#### FRAGMENTO SELECCIONADO

____

“Destreza, agilidad, coraje, saltos mortales, hombres por los aires” constituía uno de los audios más excitantes y contagiosos del spot que, a principios de los años 70, penetraba a nuestras casas a través de la televisión para promocionar la lucha libre profesional durante su década de oro. En un país donde el mayor brinco que un jardinero (“outfielder”) en un juego de béisbol, el deporte favorito entre los dominicanos, no pasaba de 4 pies, toparse con saltos mortales de hasta tres metros de altura resultaba un espectáculo sin precedentes, independiente de que el mismo fuese un montaje, comedia o farsa que lograba convocar nuestra atención. Incluso en el basquetbol tuvimos que esperar casi décadas para comprobar que la flotación en el aire era posible, luego de la indescriptible cuasi-levitación de Michael Jordan en 1987.

Ningún otro deporte, sin embargo, se acerca al salto con garrocha, en el cual el pasado sábado, el sueco Armand Duplantis estableció un nuevo récord mundial, al registrar 6.24 metros, en el inicio del circuito Diamond League de Xiamen, China. Por alguna razón, en las últimas dos décadas, el salto con garrocha se ha ido convirtiendo en el deporte más popular entre los dirigentes que habitan en la geografía política dominicana. La garrochacracia o “kovtápikratia” en griego, es el resultado del sesgo inocultable y creciente de los dirigentes políticos de incursionar en el mercado de compra y venta de servicios políticos a aquellos partidos políticos que están en capacidad de ofrecer una mejor e inmediata remuneración, una especie de “Purchasing Political Agreement” (PPA) o contrato de compraventa de servicios políticos. Cuando analizamos la dinámica de dicho sesgo, encontramos que el mismo tiende a acentuarse en la medida en que se acercan los procesos electorales y más aún, cuando los que aspiran al PPA perciben que la posibilidad de su partido de llegar al poder, al decir de las encuestas, es cada vez menor.

Si engavetamos por un momento la hipocresía, debemos reconocer que el partido político que transitoriamente tiene el control de manejo del Presupuesto General del Estado, es el que todos los practicantes de este deporte perciben como el más atractivo para ofertar sus servicios. Para muchos, la práctica de este deporte es aberrante, perversa y despreciable, tanto para el que ofrece los servicios políticos como para la organización política que pudiese tener interés en demandarlos. Pasan por alto, lamentablemente, una realidad palpable en la región: el ejercicio de la política se ha convertido en una de las vías más efectivas de movilidad social y, sobre todo, económica.

____

#### DATOS DE TRABAJO

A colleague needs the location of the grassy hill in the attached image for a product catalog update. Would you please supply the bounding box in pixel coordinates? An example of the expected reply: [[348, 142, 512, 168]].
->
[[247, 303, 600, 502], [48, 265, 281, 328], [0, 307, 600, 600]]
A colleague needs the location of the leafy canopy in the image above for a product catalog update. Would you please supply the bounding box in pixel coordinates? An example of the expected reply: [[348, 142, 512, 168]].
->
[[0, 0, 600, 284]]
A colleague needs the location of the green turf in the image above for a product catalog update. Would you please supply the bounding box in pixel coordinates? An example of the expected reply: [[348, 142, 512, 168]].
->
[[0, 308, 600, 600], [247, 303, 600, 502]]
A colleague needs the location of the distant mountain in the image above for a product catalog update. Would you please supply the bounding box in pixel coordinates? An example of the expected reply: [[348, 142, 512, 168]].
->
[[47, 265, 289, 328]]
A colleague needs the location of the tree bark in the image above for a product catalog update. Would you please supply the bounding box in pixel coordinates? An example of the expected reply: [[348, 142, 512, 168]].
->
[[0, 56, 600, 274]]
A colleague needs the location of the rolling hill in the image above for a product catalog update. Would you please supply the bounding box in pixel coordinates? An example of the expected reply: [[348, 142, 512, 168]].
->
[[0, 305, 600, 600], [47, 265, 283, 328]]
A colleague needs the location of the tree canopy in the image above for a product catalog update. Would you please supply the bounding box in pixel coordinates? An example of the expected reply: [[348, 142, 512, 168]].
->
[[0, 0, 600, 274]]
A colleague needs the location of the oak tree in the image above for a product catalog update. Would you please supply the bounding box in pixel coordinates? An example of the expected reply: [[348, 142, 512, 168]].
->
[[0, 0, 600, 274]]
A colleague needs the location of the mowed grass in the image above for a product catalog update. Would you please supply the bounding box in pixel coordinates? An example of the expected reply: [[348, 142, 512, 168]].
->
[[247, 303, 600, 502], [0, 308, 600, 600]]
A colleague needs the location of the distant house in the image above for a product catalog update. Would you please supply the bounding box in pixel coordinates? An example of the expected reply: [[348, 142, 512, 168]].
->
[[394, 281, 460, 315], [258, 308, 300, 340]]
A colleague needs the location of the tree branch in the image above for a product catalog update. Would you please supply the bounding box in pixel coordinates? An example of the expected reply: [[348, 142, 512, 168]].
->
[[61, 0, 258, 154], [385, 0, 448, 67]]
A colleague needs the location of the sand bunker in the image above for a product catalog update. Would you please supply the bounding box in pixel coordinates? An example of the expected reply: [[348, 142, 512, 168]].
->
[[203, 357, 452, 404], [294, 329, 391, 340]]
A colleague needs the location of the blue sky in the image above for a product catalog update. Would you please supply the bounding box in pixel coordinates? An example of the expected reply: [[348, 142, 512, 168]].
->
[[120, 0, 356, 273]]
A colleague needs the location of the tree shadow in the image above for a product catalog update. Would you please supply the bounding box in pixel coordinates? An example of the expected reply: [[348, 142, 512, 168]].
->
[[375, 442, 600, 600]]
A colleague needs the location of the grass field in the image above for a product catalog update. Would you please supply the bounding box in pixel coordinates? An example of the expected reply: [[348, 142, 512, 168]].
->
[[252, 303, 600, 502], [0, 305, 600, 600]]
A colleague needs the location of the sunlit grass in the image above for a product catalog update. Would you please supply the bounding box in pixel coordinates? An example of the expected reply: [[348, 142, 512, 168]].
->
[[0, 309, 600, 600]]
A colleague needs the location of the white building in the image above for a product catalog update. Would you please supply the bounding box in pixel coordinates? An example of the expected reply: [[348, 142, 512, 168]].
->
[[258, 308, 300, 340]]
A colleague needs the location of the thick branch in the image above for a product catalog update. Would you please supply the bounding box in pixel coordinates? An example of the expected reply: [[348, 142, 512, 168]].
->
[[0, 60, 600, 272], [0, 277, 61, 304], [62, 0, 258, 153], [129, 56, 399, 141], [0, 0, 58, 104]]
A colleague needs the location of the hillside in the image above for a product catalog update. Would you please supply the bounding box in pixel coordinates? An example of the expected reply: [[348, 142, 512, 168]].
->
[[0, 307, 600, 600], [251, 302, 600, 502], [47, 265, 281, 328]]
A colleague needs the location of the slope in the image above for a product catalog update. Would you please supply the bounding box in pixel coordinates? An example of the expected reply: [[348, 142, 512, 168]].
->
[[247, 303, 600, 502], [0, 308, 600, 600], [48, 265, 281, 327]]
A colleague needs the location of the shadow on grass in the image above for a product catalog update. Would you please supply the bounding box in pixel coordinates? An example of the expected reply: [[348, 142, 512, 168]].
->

____

#### CONJUNTO DE TAREAS
1. Reescribe las líneas del listado que van desde la que contiene "A colleague needs the location of the sand" hasta la que contiene "[[203, 357, 452, 404], [294, 329, 391, 340]]", ambas incluidas, renombrando "sand bunker" como "sand trap" y dejando todo lo demás igual.
2. Escribe la continuación del fragmento sobre la garrochacracia en la política dominicana a partir de su última oración.
El fragmento y el listado provienen de fuentes distintas.

#### RESPUESTAS POR TAREA
1.
A colleague needs the location of the sand trap in the image above for a product catalog update. Would you please supply the bounding box in pixel coordinates? An example of the expected reply: [[348, 142, 512, 168]].
->
[[203, 357, 452, 404], [294, 329, 391, 340]]

2.
Debemos detenernos un momento para detectar si este sesgo del “homo politicus” por el salto con garrocha, encuentra justificación en los “microfundamentos” económicos. Sucede que el “homo politicus”, además de ser ese animal político que descubrió Aristóteles, es también un “homo economicus” que sirve de base a la escuela neoclásica de economía cuando esta trata de modelar el comportamiento de los agentes económicos, específicamente, el consumidor, el productor y/o la empresa. Para nadie es un secreto que este último “sapiens” reacciona frente a los incentivos. En el caso específico de una empresa o persona física que ofrece un servicio, la escuela neoclásica plantea que la misma exhibe un comportamiento racional cuando esta, actuando como “homo economicus” maximiza su beneficio: trata de obtener el mayor precio posible por el servicio que ofrece. Este debate que se produce permanentemente entre el egoísmo económico y el altruísmo político, podría estar explicando el porqué el “homo politicus” dominicano termina otorgando una muy baja ponderación al costo reputacional en que incurre cuando toma la garrocha y se prepara para dar un salto espectacular. En países donde las diferencias ideológicas de los principales partidos políticos son insignificantes, el “homo politicus” parece no incluir en su función de utilidad (bienestar) el hecho de que la población le reconozca una sólida reputación. Entre una sólida reputación “cogiendo lucha” en la oposición y un ingreso provisto por un atractivo PPA por no menos de 4 años, nuestro “homo politicus” saltará con la garrocha cada vez que entienda que el mercado de compraventa de servicios políticos tenga apetito.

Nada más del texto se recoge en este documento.